Given request -
Convert every line of the rows below into a Markdown table with two columns, No. and Line. Number the lines in order and omit any blank ones.

Data for this exercise -
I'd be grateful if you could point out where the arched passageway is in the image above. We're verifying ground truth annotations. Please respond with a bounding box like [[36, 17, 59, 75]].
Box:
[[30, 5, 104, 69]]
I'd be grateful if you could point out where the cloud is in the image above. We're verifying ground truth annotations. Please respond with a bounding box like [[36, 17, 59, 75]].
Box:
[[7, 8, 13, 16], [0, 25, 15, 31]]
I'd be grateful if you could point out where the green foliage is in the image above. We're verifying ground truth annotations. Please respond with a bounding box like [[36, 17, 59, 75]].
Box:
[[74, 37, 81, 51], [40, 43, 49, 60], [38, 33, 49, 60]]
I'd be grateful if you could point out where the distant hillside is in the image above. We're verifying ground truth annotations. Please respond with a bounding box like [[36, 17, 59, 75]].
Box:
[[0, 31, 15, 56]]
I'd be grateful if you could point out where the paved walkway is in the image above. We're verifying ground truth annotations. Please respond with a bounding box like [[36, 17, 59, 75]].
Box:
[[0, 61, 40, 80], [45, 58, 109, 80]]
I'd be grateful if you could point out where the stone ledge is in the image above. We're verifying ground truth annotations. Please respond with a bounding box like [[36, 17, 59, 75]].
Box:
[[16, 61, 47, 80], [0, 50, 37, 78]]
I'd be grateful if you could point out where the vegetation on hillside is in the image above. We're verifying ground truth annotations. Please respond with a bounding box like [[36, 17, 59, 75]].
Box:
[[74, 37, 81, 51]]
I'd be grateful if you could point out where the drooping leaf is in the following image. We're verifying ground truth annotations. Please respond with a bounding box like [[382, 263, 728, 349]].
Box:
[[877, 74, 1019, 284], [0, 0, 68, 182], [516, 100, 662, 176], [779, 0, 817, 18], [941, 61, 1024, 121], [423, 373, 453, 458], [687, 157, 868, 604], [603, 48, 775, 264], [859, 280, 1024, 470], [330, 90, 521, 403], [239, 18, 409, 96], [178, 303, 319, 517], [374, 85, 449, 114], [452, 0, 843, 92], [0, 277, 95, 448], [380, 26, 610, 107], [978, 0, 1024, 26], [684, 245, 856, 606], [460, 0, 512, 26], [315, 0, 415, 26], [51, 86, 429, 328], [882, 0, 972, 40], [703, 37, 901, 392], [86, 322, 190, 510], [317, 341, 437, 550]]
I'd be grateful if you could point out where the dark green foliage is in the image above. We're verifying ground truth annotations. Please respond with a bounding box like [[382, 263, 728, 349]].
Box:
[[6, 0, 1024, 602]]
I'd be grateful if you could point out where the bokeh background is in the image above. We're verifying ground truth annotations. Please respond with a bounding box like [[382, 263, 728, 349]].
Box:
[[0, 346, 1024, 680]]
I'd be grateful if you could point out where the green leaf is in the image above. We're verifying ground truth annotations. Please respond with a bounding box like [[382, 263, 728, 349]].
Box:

Exercise solution -
| No. | Line |
|---|---|
| 1 | I'd be grateful if you could point out where the arched passageway is in the image above. We're verifying ground truth annotations. Please respond with a bounding box like [[36, 17, 59, 75]]. |
| 2 | Box: |
| 3 | [[30, 5, 104, 69]] |
| 4 | I'd be grateful if you could point out where the cloud is in the image above. We're verifying ground truth annotations. Please respond with a bounding box like [[36, 17, 59, 75]]. |
| 5 | Box: |
| 6 | [[7, 8, 13, 16], [0, 25, 15, 31]] |
| 7 | I'd be grateful if you could point out where the green foliage is in the image above. We're verifying ground truth annotations. Please respond with a bounding box like [[36, 17, 59, 75]]. |
| 8 | Box: |
| 9 | [[74, 37, 81, 51], [40, 43, 49, 60], [38, 33, 49, 60]] |
| 10 | I'd be grateful if you could point out where the distant hillside is in the image above. We're verifying ground truth annotations. Please respond with a bounding box like [[36, 17, 59, 75]]. |
| 11 | Box: |
| 12 | [[0, 31, 15, 56]] |
| 13 | I'd be grateful if you could point out where the paved walkway is in the image above. We're verifying ground truth annotations. Please respond with a bounding box like [[36, 17, 59, 75]]. |
| 14 | Box: |
| 15 | [[0, 61, 40, 80], [45, 58, 109, 80]] |
| 16 | I'd be grateful if you could point out where the stone ledge is in the image above. We're verifying ground truth annotations. Please respond with a bounding box like [[36, 17, 59, 75]]. |
| 17 | Box: |
| 18 | [[16, 61, 47, 80], [0, 50, 37, 78]] |
| 19 | I'd be grateful if you could point out where the vegetation on hillside is in the image above. We're verifying ground truth annotations. Please respond with a bounding box like [[36, 17, 59, 75]]. |
| 20 | Box: |
| 21 | [[74, 37, 81, 51]] |
| 22 | I'd be grateful if you could point out where the drooping leaf is in the following image. We're verifying ground truth annotations. Please respond with a bounding box like [[382, 263, 728, 349]]. |
| 23 | Box: |
| 24 | [[877, 74, 1019, 284], [0, 0, 68, 182], [516, 100, 662, 176], [779, 0, 817, 18], [941, 61, 1024, 121], [423, 373, 453, 458], [687, 157, 868, 604], [603, 48, 775, 264], [859, 280, 1024, 470], [330, 90, 521, 403], [239, 18, 409, 96], [178, 303, 319, 517], [374, 85, 449, 114], [452, 0, 843, 92], [0, 277, 95, 448], [380, 26, 610, 107], [978, 0, 1024, 26], [684, 245, 856, 606], [460, 0, 512, 26], [315, 0, 415, 26], [51, 86, 429, 328], [882, 0, 972, 40], [703, 37, 901, 392], [86, 322, 190, 510], [317, 341, 437, 550]] |
| 25 | I'd be grateful if you could point out where the dark green foliage is in the image above. We're verifying ground truth annotations. Please respond with a bounding box like [[382, 263, 728, 349]]. |
| 26 | Box: |
| 27 | [[6, 0, 1024, 602]] |
| 28 | I'd be grateful if you could point out where the bokeh background is in the image above. We're verifying ground truth annotations. Please respond with a bounding box like [[382, 263, 728, 349]]. |
| 29 | Box: |
| 30 | [[0, 346, 1024, 680]] |
| 31 | I'd be grateful if you could point out where the green leaf is in the image above. We're verifying ground truth annotations. Please respond with a bounding box like [[382, 263, 728, 349]]. |
| 32 | Box: |